**What needs to be done**
Copy out the forum thread below, on reading and combining dated sales files in R, word for word and in full.

**Text shown**
Reputation: 397
i have a series of data, it looks like
sale20160101.txt,
sales20160102.txt,...,
sales20171231.
now i want to read them all and combine, but it also needs a date variable to help me identify their occurrence time,so the date variable will be 20160101,20160102,...,20161231.
my ideas is:
split filename into sale+"time"
duplicate time whenever i read according to number of data length
cbind data and time.
thx alot.
Upvotes: 1
Views: 981
Reputation: 887951
We could do this with fread
and rbindlist
from data.table
library(data.table)
#find the files that have names starting as 'sales' followed by numbers
#and have .txt extension
files <- list.files(pattern = "^sale.*\\d+\\.txt", full.names = TRUE)
#get the dates
dates <- readr::parse_number(basename(files))
#read the files into a list and rbind it
dt <- rbindlist(setNames(lapply(files, fread), dates), idcol = 'date')
Upvotes: 1
Reputation: 35392
I usually would do a variation of the following:
# find the files
ls <- list.files(pattern = '^sales')
# Get the dates
dates <- gsub('sales', '', tools::file_path_sans_ext(ls))
# read in the data
dfs <- lapply(ls, read.table)
# match the dates
names(dfs) <- dates
# bind all data together and include the date as a column
df <- dplyr::bind_rows(dfs, .id = 'date')
Upvotes: 1

**Extracted information**

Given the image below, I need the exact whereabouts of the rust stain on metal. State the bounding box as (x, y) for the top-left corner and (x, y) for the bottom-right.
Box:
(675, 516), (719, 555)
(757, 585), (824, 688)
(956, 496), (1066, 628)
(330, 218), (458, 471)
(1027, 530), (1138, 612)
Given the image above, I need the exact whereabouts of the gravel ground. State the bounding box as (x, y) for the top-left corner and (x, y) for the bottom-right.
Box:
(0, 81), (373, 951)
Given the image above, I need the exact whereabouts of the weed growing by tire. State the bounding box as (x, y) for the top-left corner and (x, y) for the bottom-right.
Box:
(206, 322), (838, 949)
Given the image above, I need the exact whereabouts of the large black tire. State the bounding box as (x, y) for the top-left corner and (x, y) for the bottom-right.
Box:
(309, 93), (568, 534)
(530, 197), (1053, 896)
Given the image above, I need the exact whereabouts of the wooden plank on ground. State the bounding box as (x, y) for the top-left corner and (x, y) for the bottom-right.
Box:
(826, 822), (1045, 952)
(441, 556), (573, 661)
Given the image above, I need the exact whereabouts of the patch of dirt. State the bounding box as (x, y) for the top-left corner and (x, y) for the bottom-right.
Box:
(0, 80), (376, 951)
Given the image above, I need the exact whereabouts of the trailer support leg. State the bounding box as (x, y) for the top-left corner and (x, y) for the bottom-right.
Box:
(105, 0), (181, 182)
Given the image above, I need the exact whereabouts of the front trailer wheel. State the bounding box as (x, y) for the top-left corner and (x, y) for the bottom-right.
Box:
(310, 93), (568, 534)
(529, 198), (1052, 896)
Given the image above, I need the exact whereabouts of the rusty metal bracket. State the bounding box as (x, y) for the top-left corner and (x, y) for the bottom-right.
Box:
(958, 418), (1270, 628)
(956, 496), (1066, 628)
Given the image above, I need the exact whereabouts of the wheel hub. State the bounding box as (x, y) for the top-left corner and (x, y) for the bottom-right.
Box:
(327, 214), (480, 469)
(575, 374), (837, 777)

**In response**
Reputation: 397
i have a series of data, it looks like
sale20160101.txt,
sales20160102.txt,...,
sales20171231.
now i want to read them all and combine, but it also needs a date variable to help me identify their occurrence time,so the date variable will be 20160101,20160102,...,20161231.
my ideas is:
split filename into sale+"time"
duplicate time whenever i read according to number of data length
cbind data and time.
thx alot.
Upvotes: 1
Views: 981
Reputation: 887951
We could do this with fread
and rbindlist
from data.table
library(data.table)
#find the files that have names starting as 'sales' followed by numbers
#and have .txt extension
files <- list.files(pattern = "^sale.*\\d+\\.txt", full.names = TRUE)
#get the dates
dates <- readr::parse_number(basename(files))
#read the files into a list and rbind it
dt <- rbindlist(setNames(lapply(files, fread), dates), idcol = 'date')
Upvotes: 1
Reputation: 35392
I usually would do a variation of the following:
# find the files
ls <- list.files(pattern = '^sales')
# Get the dates
dates <- gsub('sales', '', tools::file_path_sans_ext(ls))
# read in the data
dfs <- lapply(ls, read.table)
# match the dates
names(dfs) <- dates
# bind all data together and include the date as a column
df <- dplyr::bind_rows(dfs, .id = 'date')
Upvotes: 1